[SUPPLIED INFORMATION — start]

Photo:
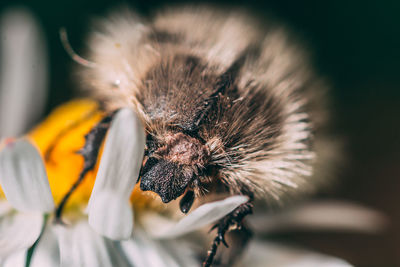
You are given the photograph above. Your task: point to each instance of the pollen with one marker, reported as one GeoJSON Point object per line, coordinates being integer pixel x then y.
{"type": "Point", "coordinates": [58, 138]}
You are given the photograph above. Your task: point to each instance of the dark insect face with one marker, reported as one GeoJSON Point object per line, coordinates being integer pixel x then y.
{"type": "Point", "coordinates": [172, 169]}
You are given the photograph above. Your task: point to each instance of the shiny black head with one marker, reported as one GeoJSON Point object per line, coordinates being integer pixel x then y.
{"type": "Point", "coordinates": [172, 169]}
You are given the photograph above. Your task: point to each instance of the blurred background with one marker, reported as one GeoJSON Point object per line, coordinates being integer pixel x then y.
{"type": "Point", "coordinates": [356, 47]}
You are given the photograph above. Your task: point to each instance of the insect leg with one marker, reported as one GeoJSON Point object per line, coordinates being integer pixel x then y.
{"type": "Point", "coordinates": [234, 218]}
{"type": "Point", "coordinates": [89, 152]}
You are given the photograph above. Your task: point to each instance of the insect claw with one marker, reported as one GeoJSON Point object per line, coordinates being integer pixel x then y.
{"type": "Point", "coordinates": [212, 228]}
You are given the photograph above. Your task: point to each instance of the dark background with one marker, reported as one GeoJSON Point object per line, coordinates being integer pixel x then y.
{"type": "Point", "coordinates": [355, 46]}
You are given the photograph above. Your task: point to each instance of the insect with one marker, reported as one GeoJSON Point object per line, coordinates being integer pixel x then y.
{"type": "Point", "coordinates": [230, 105]}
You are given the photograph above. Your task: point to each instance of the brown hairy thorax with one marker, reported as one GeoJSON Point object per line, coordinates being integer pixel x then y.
{"type": "Point", "coordinates": [184, 150]}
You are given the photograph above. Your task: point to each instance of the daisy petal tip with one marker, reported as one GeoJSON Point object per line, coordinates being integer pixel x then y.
{"type": "Point", "coordinates": [111, 216]}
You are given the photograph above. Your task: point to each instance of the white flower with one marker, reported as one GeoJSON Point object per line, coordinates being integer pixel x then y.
{"type": "Point", "coordinates": [21, 168]}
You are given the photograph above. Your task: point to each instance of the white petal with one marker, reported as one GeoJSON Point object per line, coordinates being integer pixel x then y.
{"type": "Point", "coordinates": [18, 231]}
{"type": "Point", "coordinates": [324, 215]}
{"type": "Point", "coordinates": [23, 76]}
{"type": "Point", "coordinates": [263, 254]}
{"type": "Point", "coordinates": [80, 246]}
{"type": "Point", "coordinates": [46, 253]}
{"type": "Point", "coordinates": [117, 221]}
{"type": "Point", "coordinates": [141, 251]}
{"type": "Point", "coordinates": [23, 178]}
{"type": "Point", "coordinates": [118, 172]}
{"type": "Point", "coordinates": [202, 216]}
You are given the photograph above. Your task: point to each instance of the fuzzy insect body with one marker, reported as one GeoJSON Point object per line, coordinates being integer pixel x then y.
{"type": "Point", "coordinates": [226, 101]}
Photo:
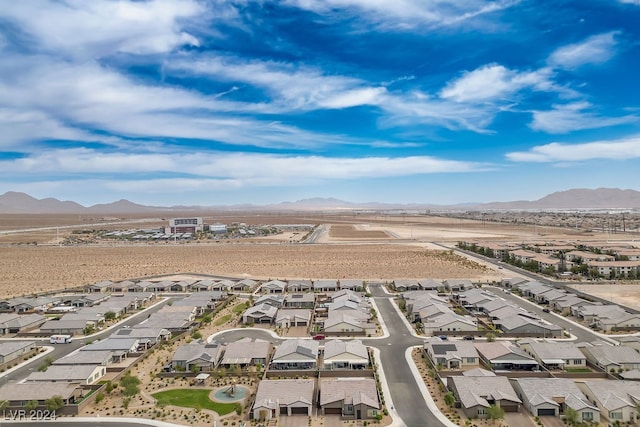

[SUPPLIED INFORMATION — finish]

EXERCISE INSTRUCTIONS —
Return the records above in their entirety, word for word, with the pictures removed.

TASK SOLUTION —
Photo:
You are given the photograph above. Your task: point to each instance of the pollen with one marker, reported as one GeoJSON Point object per line, coordinates being integer pixel x then y.
{"type": "Point", "coordinates": [58, 138]}
You are given the photograph above. Your task: point to each instance of the dark insect face with one marker, reported as one GeoJSON Point object per line, coordinates being integer pixel x then y.
{"type": "Point", "coordinates": [172, 169]}
You are given the photograph above. Your task: point to each instance of the shiny black head with one marker, reported as one GeoJSON Point object per line, coordinates being integer pixel x then y.
{"type": "Point", "coordinates": [172, 169]}
You are given the photograph above. Your task: point to each instance of the blurred background with one marker, reported as one GeoJSON Point object per line, coordinates being integer pixel x then y.
{"type": "Point", "coordinates": [356, 47]}
You are given the photograph above. Your task: point to each instance of the insect leg with one marker, reported as one GeoJSON Point object per line, coordinates being integer pixel x then y.
{"type": "Point", "coordinates": [234, 218]}
{"type": "Point", "coordinates": [89, 152]}
You are given the photograph above. Your task: point to each instance of the insect claw with one marker, reported as one GeoJSON Point object per line, coordinates being integer pixel x then y.
{"type": "Point", "coordinates": [212, 228]}
You are given the photograph above. Your task: point to each instance of the dark background with one marker, reported as one GeoJSON Point object per line, coordinates being integer pixel x then y.
{"type": "Point", "coordinates": [355, 46]}
You are given the photograph above. Your task: point to each instance of the insect with one marker, reported as one GeoJSON Point object per line, coordinates being integer pixel x then y.
{"type": "Point", "coordinates": [230, 105]}
You are given the photograph above. Your task: point to each instance of the brown hairy thorax with one marker, reported as one GeoJSON Point object per line, coordinates being integer pixel x then y.
{"type": "Point", "coordinates": [184, 150]}
You are given the photograph above. Your task: point to each instance of the daisy petal tip with one marker, reported as one GeoJSON Point object per line, coordinates being integer pixel x then y.
{"type": "Point", "coordinates": [111, 216]}
You are given the photograph above. Your task: point to each instance of the white flower with one marker, reported as one GeoJSON Point object per line, coordinates being integer pixel x then y.
{"type": "Point", "coordinates": [21, 168]}
You are given the photograph above. Your task: point to each instance of the white petal with one marker, reported as one GeoJSON Point object per line, coordinates being integer pixel x then y.
{"type": "Point", "coordinates": [18, 231]}
{"type": "Point", "coordinates": [324, 215]}
{"type": "Point", "coordinates": [23, 76]}
{"type": "Point", "coordinates": [263, 254]}
{"type": "Point", "coordinates": [80, 246]}
{"type": "Point", "coordinates": [46, 253]}
{"type": "Point", "coordinates": [117, 221]}
{"type": "Point", "coordinates": [141, 251]}
{"type": "Point", "coordinates": [23, 178]}
{"type": "Point", "coordinates": [118, 172]}
{"type": "Point", "coordinates": [202, 216]}
You are given the photograph above. Your task: point to each instance of the fuzzy insect body with one marker, reported as one GeoJSON Point object per line, coordinates being integer pixel x then y.
{"type": "Point", "coordinates": [226, 101]}
Photo:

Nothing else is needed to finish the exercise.